● **Aim of the task**: Transcribe every entry word for word, leaving out all images.

● **Exercise data**:
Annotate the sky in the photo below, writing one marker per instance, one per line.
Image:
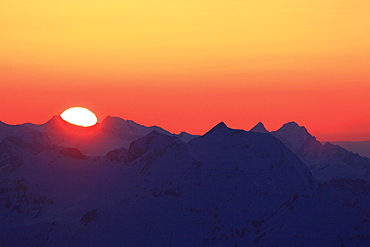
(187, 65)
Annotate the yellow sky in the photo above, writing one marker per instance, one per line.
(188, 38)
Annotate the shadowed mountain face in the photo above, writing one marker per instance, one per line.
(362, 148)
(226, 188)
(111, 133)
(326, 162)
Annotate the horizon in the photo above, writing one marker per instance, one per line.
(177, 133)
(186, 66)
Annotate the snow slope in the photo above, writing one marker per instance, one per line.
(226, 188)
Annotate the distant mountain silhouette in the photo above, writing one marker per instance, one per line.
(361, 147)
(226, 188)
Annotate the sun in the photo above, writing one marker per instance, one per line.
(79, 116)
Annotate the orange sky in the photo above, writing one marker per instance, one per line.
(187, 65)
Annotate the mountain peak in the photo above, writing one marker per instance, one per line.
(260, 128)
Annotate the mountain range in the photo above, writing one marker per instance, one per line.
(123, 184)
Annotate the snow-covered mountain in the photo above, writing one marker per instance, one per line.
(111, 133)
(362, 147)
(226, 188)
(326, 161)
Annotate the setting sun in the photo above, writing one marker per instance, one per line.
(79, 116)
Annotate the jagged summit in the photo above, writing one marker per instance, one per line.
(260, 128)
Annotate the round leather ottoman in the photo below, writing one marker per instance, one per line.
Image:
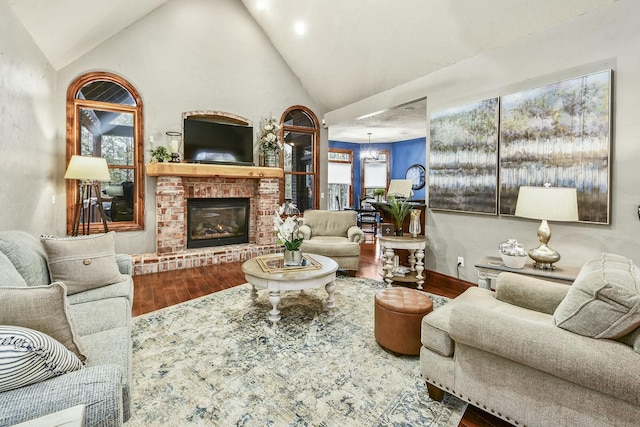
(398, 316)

● **Exercise response**:
Annotate the sky in the photo below, writing one marker per instance, one per line.
Image:
(187, 65)
Annotate the yellow sky in the photo above, writing one marker per instance, one per line.
(188, 38)
Annotate the shadowed mountain face in the photo above, writing one marker per instance, one per line.
(362, 148)
(226, 188)
(111, 133)
(326, 162)
Annotate the horizon in the photo above, writing one marker per instance, one per line.
(177, 133)
(186, 66)
Annotate the snow slope in the photo above, writing one marker per instance, one per line.
(226, 188)
Annotate the distant mountain silhouette in the photo above, writing one marker per instance, one per line.
(361, 147)
(226, 188)
Annotate the sun in the photo above, writing one marker per instance, one per line.
(79, 116)
Annotate the orange sky in the photo above, writing one marker per instance, one per line.
(187, 65)
Annotate the mountain peak in the photo above, writing one marker per instance, one per line.
(260, 128)
Annotate the mountain range in the photo above, writing one marker per instance, one per line.
(123, 184)
Annotate the snow-covered mountain in the photo above, writing one marker per instance, one per line.
(111, 133)
(362, 147)
(226, 188)
(326, 161)
Annotate the setting sun in the photo above, writing one marker per instance, one per line.
(79, 116)
Annotate the jagged summit in the photo above, writing one marker per instance, one per line.
(260, 128)
Annotate the round leather ottoman in the photo below, writing one marker per instance, one per line.
Image:
(398, 316)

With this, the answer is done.